**Task description**
Rewrite every line of the records below as a numbered list, leaving out any blank lines.

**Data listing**
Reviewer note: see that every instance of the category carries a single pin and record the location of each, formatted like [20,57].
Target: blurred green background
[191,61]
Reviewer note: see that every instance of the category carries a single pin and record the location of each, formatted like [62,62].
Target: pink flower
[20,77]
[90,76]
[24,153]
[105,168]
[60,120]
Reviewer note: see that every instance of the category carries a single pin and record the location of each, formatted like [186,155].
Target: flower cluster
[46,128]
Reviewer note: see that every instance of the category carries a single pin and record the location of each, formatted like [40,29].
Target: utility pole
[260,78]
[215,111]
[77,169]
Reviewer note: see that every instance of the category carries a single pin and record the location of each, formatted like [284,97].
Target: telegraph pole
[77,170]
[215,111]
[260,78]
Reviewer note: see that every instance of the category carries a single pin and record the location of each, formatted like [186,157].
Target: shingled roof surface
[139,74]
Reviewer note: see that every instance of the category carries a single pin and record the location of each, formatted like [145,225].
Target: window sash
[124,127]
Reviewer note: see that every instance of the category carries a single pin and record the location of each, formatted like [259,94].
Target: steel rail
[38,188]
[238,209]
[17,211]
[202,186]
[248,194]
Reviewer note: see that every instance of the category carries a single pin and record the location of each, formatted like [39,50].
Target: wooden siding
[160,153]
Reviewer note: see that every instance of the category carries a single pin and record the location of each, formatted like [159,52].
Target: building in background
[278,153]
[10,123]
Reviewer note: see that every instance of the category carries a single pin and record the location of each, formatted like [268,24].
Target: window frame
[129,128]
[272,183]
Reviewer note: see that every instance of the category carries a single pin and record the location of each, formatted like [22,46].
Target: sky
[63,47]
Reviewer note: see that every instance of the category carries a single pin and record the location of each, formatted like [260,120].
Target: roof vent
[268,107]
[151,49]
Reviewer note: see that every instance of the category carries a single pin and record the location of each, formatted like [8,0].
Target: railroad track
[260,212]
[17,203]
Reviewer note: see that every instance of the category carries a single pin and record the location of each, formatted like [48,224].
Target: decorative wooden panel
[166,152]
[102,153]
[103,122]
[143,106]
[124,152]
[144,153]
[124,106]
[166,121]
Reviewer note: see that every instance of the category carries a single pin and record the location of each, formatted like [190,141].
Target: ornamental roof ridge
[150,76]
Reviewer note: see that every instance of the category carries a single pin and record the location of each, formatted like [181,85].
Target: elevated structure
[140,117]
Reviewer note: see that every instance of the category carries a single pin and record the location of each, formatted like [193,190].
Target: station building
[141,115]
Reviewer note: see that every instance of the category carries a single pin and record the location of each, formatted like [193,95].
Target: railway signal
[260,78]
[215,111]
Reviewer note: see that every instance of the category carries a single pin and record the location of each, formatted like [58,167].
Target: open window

**Answer to this problem**
1. Reviewer note: see that every instance of the category carries a single pin and record the location of each, formatted like [20,57].
2. Target: blurred green background
3. [191,61]
4. Reviewer note: see that every instance of the category carries a single pin and record the location of each, formatted like [62,62].
5. Target: pink flower
6. [20,77]
7. [90,76]
8. [24,153]
9. [105,168]
10. [60,120]
11. Reviewer note: see that every instance of the category carries a single pin and record the location of each, formatted like [186,155].
12. Target: flower cluster
13. [46,128]
14. Reviewer note: see that every instance of the category carries a single pin and record the location of each, formatted like [40,29].
15. Target: utility pole
16. [260,78]
17. [215,111]
18. [77,169]
19. Reviewer note: see that every instance of the category carries a single pin and record the location of each, formatted like [284,97].
20. Target: telegraph pole
21. [77,170]
22. [215,111]
23. [260,78]
24. Reviewer note: see that every instance of the category carries a single pin and record the location of each, formatted like [186,157].
25. Target: shingled roof surface
26. [139,74]
27. Reviewer note: see that every instance of the category carries a single pin and record the location of each, formatted like [145,225].
28. Target: window sash
29. [124,127]
30. Reviewer note: see that every instance of the category carries a single pin and record the location of each, formatted like [259,94].
31. Target: steel rail
32. [38,188]
33. [238,209]
34. [17,211]
35. [202,186]
36. [248,194]
37. Reviewer note: see that every instance of the category carries a single pin and record the location of each, formatted like [39,50].
38. Target: wooden siding
39. [160,153]
40. Reviewer note: see that every instance of the category carries a single pin and record the location of each, formatted like [159,52].
41. Target: building in background
42. [278,153]
43. [10,123]
44. Reviewer note: see that every instance of the category carries a single pin and record the location of each, formatted like [268,24].
45. Target: window frame
46. [129,128]
47. [272,183]
48. Reviewer note: see that every instance of the category carries a single pin and record the location of each, formatted like [22,46].
49. Target: sky
50. [63,47]
51. Reviewer note: see that every instance of the category carries a single pin and record the location of each, formatted like [260,120].
52. Target: roof vent
53. [268,107]
54. [151,49]
55. Reviewer note: see that every instance of the category carries a single pin and record the location of each, formatted like [8,0].
56. Target: railroad track
57. [260,212]
58. [17,203]
59. Reviewer note: see that every instance of the category carries a single pin and record the location of each, formatted like [48,224].
60. Target: decorative wooden panel
61. [166,152]
62. [102,153]
63. [103,122]
64. [143,106]
65. [124,152]
66. [144,153]
67. [124,106]
68. [166,121]
69. Reviewer note: see that every instance of the category carries a single pin and record the location of each, formatted like [190,141].
70. Target: ornamental roof ridge
71. [150,76]
72. Reviewer note: see that every instance of the category carries a single pin and record the location of each, formatted like [181,85].
73. Target: elevated structure
74. [140,117]
75. Reviewer note: see that every instance of the category carries a single pin and record the location of each, formatted like [193,190].
76. Target: station building
77. [141,115]
78. Reviewer note: see that every instance of the category carries a single pin and record the location of each, formatted like [193,95].
79. Target: railway signal
80. [260,78]
81. [215,111]
82. Reviewer note: see that every instance of the category carries a single pin and record the location of each, formatted like [58,167].
83. Target: open window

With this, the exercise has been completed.